((

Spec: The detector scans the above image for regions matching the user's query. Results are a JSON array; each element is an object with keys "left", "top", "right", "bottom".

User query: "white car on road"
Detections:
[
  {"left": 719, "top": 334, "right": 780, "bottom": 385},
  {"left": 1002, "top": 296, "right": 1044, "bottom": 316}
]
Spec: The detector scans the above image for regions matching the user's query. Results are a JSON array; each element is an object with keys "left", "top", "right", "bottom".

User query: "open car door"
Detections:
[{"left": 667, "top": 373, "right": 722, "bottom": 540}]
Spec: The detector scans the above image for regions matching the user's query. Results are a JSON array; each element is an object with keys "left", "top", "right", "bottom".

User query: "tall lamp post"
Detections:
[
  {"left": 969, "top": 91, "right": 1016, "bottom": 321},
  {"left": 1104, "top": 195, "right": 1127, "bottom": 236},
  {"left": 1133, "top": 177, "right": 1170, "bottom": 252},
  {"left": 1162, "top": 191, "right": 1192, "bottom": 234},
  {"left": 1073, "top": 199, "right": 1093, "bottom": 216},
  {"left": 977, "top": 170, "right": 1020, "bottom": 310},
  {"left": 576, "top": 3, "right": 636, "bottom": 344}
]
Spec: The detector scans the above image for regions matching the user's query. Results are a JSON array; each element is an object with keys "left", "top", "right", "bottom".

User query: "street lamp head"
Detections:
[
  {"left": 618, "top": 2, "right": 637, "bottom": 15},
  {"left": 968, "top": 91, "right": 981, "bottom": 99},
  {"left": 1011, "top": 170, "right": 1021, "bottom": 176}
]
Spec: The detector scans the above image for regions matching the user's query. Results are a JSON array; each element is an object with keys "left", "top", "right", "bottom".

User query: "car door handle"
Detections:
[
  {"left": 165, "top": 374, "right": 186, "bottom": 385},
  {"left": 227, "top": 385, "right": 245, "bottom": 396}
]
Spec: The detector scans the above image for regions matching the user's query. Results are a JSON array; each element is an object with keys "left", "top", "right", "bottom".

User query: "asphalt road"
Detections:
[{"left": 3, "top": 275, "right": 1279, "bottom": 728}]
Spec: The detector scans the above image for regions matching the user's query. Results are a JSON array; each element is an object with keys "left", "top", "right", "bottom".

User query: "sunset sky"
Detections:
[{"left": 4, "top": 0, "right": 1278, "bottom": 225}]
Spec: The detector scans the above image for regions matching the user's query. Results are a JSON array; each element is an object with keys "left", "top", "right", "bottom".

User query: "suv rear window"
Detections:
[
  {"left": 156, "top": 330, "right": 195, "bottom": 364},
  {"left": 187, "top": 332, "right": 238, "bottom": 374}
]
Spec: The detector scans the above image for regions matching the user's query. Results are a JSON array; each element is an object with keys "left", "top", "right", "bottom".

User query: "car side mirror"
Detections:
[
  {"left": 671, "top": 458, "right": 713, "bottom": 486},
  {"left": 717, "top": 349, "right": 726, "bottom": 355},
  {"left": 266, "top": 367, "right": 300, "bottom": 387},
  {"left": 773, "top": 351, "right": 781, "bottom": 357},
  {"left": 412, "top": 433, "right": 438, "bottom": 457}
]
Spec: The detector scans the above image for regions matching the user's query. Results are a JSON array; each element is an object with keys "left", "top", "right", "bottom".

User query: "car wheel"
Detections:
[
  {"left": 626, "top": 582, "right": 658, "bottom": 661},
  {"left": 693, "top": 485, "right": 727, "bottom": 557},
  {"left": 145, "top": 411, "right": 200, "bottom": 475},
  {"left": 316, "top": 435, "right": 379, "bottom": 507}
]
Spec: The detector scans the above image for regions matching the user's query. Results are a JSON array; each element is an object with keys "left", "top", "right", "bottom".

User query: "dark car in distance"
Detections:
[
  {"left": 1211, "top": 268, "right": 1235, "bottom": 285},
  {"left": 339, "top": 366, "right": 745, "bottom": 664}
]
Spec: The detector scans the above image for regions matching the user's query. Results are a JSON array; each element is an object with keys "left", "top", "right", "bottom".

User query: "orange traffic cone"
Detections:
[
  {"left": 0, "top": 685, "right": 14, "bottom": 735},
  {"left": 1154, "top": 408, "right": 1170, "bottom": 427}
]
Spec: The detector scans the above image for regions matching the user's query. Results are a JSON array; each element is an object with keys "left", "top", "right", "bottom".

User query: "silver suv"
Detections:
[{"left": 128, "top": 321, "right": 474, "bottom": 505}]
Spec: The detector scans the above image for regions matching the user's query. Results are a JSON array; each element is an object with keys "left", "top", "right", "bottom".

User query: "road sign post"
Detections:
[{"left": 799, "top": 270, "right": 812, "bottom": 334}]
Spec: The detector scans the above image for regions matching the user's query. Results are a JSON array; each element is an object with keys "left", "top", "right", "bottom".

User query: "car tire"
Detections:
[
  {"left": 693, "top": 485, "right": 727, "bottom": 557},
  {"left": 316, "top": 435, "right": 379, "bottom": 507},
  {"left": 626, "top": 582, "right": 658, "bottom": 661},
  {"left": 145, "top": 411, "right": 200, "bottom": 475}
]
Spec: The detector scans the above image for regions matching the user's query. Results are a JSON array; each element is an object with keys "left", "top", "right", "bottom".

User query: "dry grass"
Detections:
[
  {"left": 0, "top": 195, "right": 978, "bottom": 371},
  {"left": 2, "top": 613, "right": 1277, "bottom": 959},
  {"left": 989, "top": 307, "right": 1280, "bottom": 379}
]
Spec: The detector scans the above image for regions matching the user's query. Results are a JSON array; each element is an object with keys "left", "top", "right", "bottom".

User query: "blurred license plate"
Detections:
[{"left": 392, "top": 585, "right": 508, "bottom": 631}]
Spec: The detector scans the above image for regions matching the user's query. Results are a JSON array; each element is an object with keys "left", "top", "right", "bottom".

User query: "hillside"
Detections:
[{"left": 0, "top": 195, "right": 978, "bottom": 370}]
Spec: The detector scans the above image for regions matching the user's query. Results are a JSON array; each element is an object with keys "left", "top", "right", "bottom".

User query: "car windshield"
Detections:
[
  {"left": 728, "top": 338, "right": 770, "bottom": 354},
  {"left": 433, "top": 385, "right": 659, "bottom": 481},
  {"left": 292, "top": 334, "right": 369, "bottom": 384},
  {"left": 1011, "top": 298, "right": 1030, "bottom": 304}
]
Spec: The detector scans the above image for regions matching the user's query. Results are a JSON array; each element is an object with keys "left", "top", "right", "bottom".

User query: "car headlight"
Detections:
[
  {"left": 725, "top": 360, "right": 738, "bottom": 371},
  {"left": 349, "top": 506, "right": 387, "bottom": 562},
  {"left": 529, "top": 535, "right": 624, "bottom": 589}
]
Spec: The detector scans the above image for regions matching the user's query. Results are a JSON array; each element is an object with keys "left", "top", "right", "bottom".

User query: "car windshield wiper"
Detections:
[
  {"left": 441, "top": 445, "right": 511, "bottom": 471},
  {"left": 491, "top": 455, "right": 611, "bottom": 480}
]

))

• _The problem_
Copy out each line of the data that holds the string "windshield".

• _Solution to this task_
User query: "car windshield"
User query: "car windshield wiper"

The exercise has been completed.